Brief – Write out the following lines exactly as they appear, without changing anything.

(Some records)
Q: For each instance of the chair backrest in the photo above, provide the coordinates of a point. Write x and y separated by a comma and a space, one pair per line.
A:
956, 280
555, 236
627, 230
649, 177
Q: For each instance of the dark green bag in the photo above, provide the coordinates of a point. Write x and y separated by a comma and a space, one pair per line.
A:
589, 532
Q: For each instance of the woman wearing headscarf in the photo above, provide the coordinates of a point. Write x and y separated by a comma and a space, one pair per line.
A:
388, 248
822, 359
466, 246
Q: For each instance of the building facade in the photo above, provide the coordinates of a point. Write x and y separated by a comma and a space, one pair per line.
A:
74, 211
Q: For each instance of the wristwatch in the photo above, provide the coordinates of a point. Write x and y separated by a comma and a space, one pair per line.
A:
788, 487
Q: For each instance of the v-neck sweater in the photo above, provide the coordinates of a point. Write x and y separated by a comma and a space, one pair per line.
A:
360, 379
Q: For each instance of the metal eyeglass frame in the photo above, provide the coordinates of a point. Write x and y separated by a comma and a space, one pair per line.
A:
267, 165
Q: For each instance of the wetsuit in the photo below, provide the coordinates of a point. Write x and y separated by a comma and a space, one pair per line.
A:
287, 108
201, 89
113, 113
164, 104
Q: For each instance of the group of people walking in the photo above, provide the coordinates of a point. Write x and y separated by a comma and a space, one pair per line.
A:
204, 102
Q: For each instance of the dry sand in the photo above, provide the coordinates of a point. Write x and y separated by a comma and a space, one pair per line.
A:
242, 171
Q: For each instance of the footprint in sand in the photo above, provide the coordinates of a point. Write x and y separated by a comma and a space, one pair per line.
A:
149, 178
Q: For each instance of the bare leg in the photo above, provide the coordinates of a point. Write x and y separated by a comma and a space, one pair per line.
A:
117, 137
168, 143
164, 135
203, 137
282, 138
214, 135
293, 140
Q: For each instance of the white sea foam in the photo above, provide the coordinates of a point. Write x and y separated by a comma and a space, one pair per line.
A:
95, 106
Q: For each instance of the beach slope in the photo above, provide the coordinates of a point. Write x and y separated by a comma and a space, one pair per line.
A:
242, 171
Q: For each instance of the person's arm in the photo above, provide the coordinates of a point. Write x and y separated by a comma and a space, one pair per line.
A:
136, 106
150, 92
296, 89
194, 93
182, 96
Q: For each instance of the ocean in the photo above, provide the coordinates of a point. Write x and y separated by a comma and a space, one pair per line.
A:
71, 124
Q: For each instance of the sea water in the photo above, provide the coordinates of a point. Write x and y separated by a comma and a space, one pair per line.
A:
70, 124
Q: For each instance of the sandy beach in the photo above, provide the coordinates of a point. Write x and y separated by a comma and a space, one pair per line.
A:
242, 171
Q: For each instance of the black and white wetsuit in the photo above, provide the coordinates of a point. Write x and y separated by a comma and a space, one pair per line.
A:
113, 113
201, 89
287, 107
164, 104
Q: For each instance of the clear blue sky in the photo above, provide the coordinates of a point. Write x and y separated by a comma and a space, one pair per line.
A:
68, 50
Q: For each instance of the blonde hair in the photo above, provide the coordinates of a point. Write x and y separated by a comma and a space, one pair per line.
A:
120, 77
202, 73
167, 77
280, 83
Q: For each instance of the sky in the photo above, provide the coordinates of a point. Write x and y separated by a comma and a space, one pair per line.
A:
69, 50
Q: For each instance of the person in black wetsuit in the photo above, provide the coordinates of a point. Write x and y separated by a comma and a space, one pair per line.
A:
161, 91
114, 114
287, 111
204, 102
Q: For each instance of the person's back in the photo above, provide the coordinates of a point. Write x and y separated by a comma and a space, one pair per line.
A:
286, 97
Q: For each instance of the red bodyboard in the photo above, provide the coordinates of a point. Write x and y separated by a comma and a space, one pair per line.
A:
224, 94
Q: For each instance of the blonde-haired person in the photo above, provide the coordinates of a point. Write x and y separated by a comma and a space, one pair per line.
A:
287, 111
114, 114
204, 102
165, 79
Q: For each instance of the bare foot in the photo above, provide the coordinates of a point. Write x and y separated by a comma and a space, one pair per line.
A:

Answer for the task –
Q: For each instance of the chair backrest in the photo above, provide the coordinates of a point. Write x and y separated by a comma and a space, one pair per line.
A:
956, 280
555, 236
627, 230
649, 177
Q: For each instance of the dark green bag in the photo above, provide the coordinates of a point. Write x and y separated by a comma and a space, one pair per line.
A:
589, 532
Q: For each instance of the woman wearing headscarf in the photo above, provide the coordinates of a point. Write x and y separated by a comma and a space, one pair per line.
A:
388, 248
822, 359
466, 246
Q: For each instance of the building facade in the photo above, provide the coordinates of a point. Write x and y separated by a comma and a space, one pair per line.
A:
74, 211
Q: For each instance of the wristwatch in the photo above, provide the coordinates of a point. Write x and y separated by a comma and a space, one pair per line.
A:
788, 487
Q: For each instance of the v-neck sweater in the photo above, provide the coordinates of a point. Write x and y separated by a comma and a space, one pair per line.
A:
360, 379
Q: For each instance of the metal eyeglass frame in the photo above, provide the coordinates of a point. Write x and y separated by a comma and a space, one pair per line.
A:
267, 165
Q: For each instance of the wetsuit in the photo below, provide the coordinates of a point. Write x and y separated by a comma and a space, one pair per line.
A:
287, 108
201, 89
113, 113
164, 104
Q: For each instance of the group of people walking in the photo above, provide the coordinates of a point. Write x and y separated by a comma and a space, one pair per line.
A:
204, 102
Q: For each instance of the dry sand in the photo above, provide the coordinates of a point. Write x and y separated by a comma and a space, one pair per line.
A:
242, 171
Q: For each instance of the footprint in sand in the photo above, provide the coordinates of a point. Write x and y separated by a comma and a space, one pair per line.
A:
149, 178
Q: For each instance of the bare leg in the photo above, provide the coordinates of a point. Write x and y separated by a comma and a space, one pair per line.
A:
117, 137
168, 143
164, 135
203, 137
282, 138
214, 135
293, 140
Q: For each instance of the white sea foam in the photo above, provide the coordinates of a point. Write x and y separated by a comma and a space, one pair per line.
A:
95, 106
Q: For each instance of the beach slope in the photo above, provide the coordinates of a point. Write x and y separated by a comma and a space, one pair per line.
A:
242, 171
Q: For each instance of the person's arm in the photo above, provide the coordinates of a point. Write x and y separated by a comma and a space, one pair per line.
A:
136, 106
150, 92
296, 89
194, 93
182, 96
Q: For each instance of the ocean in the photo above, provide the coordinates of a point. Write x and y separated by a comma and a space, one pair per line.
A:
71, 124
Q: For each instance of the sea water in the photo above, provide the coordinates of a point. Write x and y separated by a comma and a space, one pair per line.
A:
70, 124
Q: For each instance of the sandy beach in the photo above, provide the coordinates of a point. Write x and y separated by a comma and a space, one pair per line.
A:
242, 171
Q: For each instance of the black and white wetsuit in the photo above, provide the coordinates of a point. Write x and y separated by a comma and a space, one pair per line.
A:
113, 113
201, 89
287, 107
164, 104
Q: For each instance of the clear blue sky in the photo above, provide the coordinates of a point. Write x and y separated by a comma and a space, one pair per line.
A:
68, 50
Q: For each instance of the blonde hair in the photo above, provide the coordinates of a point. Write x and y separated by a comma and a space, one pair per line.
A:
120, 77
202, 73
167, 77
280, 83
Q: For each instance of the sky in the photo above, provide the coordinates of a point. Write x and y separated by a comma and a space, one pair per line.
A:
69, 50
Q: For each instance of the person in black wetsuit in the photo above, provide the coordinates of a point. Write x and y separated by a comma and a space, one pair per line.
A:
161, 91
114, 114
287, 111
204, 102
Q: For each instance of the person's back in the photo above, provide the coordinates of a point. Write x and y separated by a comma and a space, one pair per line.
A:
286, 97
Q: For each instance of the red bodyboard in the photo above, provide the coordinates of a point. Write x and y separated by a comma and a space, one pair per line.
A:
224, 94
Q: For each instance of the blonde-haired person in the photo above, provide the coordinates of a point. Write x and y separated by a comma and a space, one pair per line.
A:
287, 111
114, 114
204, 102
165, 79
Q: For each instance of the bare foot in the photo above, provide the coordinates of a point. Write x and y separated by a comma and a space, one pair per line.
A:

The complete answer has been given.